*ЦИТИРУЕМЫЙ ОТРЫВОК:*

════════

Европейский романтический герой – это отнюдь не мирный, нейтральный созидатель, но человек действия. Он идеалист, и характер его действий таков, что он активен, а не реактивен, он не защищает идеалы, а нападает во имя идеалов. Но всякое активное действие, как оно бы ни было идеалистично по замыслу, материально по исполнению: оно наносит вполне материальный ущерб – разрушение и даже убийство (пусть разрушение несправедливого общественного устройства или убийство тирана). Пусть разрушение большего зла во имя меньшего, все равно. Европейская мысль и, как следствие, европейская литература в течение всех веков своего могучего существования никогда не занимались проблемой этой двойственности, потому что активность и реактивность не мыслились равновеликими этическими понятиями: отступающий и жалко помахивающий перед собой мечом рыцарь был в европейской традиции фигура смешная и этически несостоятельная, даже если ему каким-то образом удавалось поразить соперника. С этой точки зрения особенно любопытна фигура Дон Кихота. Несмотря на то что роман Сервантеса стопроцентно ироничен, несмотря на то что Дон Кихот стопроцентно безумен, оторван от реальности и пародирует Романтического Героя периода рыцарских романов, его образ все равно удивительным образом превращается в контексте европейской культуры в символ Благородного Романтического Героя. Происходит это не потому, что он просто «добрый человек», как поспешит заявить банальное мышление, но потому, что он храбр и всегда атакует, защищая высокие романтические идеалы, как бы химеричны они ни были. Традиция трактовки образа Дон Кихота, учитывая ту степень рационализма мышления, которой достигла сегодня европейская цивилизация, указывает, насколько существенен все-таки для нее этот самый Романтический Герой: он будет существовать в ней, пока она существует, и умрет вместе с ней.

════════

*СПИСОК ЗАПИСЕЙ:*
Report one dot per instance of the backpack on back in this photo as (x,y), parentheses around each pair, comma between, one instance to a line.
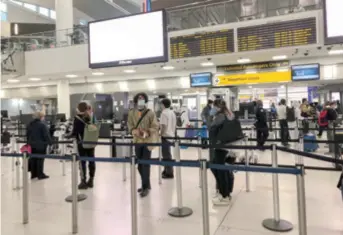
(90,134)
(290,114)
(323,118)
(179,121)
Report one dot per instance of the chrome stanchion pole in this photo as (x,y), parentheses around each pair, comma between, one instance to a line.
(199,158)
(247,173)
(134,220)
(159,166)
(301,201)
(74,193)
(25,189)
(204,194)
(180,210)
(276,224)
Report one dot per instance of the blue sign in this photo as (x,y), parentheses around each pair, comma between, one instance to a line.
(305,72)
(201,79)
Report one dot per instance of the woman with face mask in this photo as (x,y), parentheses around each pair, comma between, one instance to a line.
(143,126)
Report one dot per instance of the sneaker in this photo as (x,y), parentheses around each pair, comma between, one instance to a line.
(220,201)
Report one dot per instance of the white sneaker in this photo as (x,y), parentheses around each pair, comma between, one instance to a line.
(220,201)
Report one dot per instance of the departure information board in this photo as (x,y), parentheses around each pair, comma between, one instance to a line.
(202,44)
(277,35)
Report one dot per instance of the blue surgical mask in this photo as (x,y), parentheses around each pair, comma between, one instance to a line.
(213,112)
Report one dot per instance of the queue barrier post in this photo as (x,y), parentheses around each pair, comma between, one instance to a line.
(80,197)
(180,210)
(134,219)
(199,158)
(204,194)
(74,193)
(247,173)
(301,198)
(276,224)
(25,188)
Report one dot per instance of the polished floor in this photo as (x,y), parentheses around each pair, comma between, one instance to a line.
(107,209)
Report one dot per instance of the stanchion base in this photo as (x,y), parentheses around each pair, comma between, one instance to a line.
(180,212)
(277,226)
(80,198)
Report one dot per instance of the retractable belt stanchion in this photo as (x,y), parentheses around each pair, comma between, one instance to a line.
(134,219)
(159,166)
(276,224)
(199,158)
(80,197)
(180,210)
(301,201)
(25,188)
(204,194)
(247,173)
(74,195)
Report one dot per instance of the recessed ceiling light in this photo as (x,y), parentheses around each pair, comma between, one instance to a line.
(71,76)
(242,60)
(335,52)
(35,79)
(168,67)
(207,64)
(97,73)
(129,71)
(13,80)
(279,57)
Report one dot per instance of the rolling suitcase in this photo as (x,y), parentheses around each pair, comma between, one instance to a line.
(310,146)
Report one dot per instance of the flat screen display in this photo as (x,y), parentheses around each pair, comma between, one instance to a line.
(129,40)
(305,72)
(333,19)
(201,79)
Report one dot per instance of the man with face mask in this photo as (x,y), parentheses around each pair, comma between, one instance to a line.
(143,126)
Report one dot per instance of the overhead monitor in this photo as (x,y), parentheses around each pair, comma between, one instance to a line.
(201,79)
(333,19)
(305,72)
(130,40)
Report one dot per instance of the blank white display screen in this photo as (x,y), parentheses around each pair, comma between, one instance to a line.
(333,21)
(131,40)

════════

*ЗАДАНИЕ A:* Определите, соответствуют ли отрывку о романтическом герое следующие утверждения. (i) Европейский романтический герой — мирный, нейтральный созидатель. (ii) Роман Сервантеса назван в отрывке ироничным. (iii) Европейская литература на протяжении веков занималась проблемой двойственности активного действия. Для каждого утверждения ответьте «да» или «нет» и дословно приведите решающие слова отрывка.
*ЗАДАНИЕ B:* Перепишите из записей строки, начиная со строки, содержащей «Report one dot per instance of the overhead», и до конца записей включительно.

*ОТВЕТ A:*
(i) Нет: «Европейский романтический герой – это отнюдь не мирный, нейтральный созидатель, но человек действия».
(ii) Да: «роман Сервантеса стопроцентно ироничен».
(iii) Нет: «никогда не занимались проблемой этой двойственности».

*ОТВЕТ B:*
Report one dot per instance of the overhead monitor in this photo as (x,y), parentheses around each pair, comma between, one instance to a line.
(201,79)
(333,19)
(305,72)
(130,40)
Report one dot per instance of the blank white display screen in this photo as (x,y), parentheses around each pair, comma between, one instance to a line.
(333,21)
(131,40)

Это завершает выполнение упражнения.